#### [TASK REQUIREMENTS]
Go through the records line by line. Report how many lines contain "query", with nothing else.

RECORDS FOR PROCESSING below:

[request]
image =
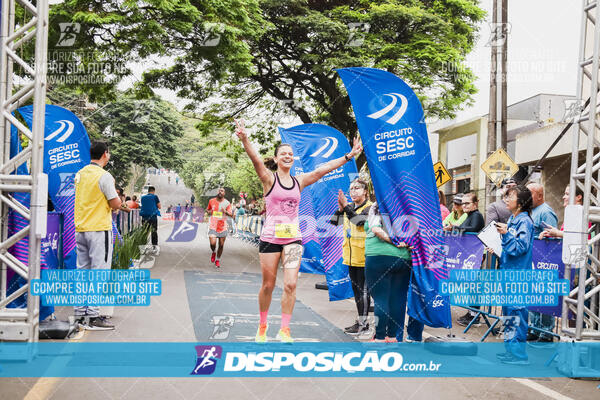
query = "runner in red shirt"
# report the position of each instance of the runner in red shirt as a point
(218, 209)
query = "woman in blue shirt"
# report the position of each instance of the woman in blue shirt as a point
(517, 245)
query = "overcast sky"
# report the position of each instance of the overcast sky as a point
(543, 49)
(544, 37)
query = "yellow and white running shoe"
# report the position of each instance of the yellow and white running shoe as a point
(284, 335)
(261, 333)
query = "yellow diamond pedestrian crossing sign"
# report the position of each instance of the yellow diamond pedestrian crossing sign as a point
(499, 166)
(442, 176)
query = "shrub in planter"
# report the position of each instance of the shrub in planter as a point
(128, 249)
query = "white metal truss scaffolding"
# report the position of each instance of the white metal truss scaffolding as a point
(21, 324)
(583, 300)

End of RECORDS FOR PROCESSING.
RECORDS FOR PROCESSING below:

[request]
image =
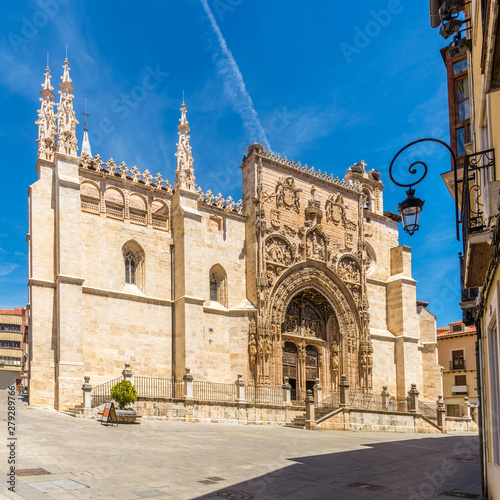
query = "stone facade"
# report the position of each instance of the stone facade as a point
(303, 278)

End of RECORDS FOR PROCESSING.

#### [SOLUTION BELOW]
8